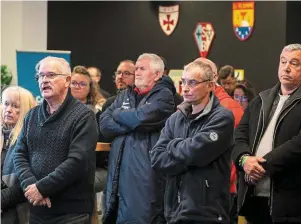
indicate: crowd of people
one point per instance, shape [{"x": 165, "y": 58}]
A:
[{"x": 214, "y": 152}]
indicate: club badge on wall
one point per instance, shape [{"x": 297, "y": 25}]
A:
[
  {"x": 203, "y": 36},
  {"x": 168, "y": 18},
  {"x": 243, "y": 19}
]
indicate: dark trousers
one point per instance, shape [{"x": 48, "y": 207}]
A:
--
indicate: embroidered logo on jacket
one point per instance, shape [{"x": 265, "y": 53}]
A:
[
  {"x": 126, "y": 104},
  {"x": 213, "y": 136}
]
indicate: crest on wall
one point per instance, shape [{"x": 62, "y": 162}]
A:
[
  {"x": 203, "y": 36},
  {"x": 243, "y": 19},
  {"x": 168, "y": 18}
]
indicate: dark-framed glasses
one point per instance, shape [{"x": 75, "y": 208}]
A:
...
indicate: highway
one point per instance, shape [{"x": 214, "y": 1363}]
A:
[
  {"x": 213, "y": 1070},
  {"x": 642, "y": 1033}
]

## Exercise brief:
Find each line in the items above that contains the word "wall", and copy those lines.

## Completed task:
indicate: club badge on wall
indicate: crest on wall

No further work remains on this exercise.